==== DATA RECORDS ====

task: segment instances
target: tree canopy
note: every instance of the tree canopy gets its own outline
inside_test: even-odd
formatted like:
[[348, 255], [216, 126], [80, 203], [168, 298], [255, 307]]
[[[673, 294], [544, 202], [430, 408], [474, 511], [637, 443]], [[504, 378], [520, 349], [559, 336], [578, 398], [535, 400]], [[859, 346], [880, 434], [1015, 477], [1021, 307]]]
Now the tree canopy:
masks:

====

> WHAT YOU ARE ASKED TO DO
Please reproduce every line of the records above without any changes.

> THE REPLY
task: segment instances
target: tree canopy
note: every instance of the tree canopy gets its own outline
inside_test: even-odd
formatted like:
[[348, 255], [216, 126], [80, 203], [168, 298], [255, 307]]
[[[673, 294], [544, 202], [430, 408], [474, 511], [637, 443]], [[504, 378], [520, 349], [559, 336], [578, 398], [535, 400]], [[859, 346], [880, 434], [1015, 477], [1021, 307]]]
Now the tree canopy:
masks:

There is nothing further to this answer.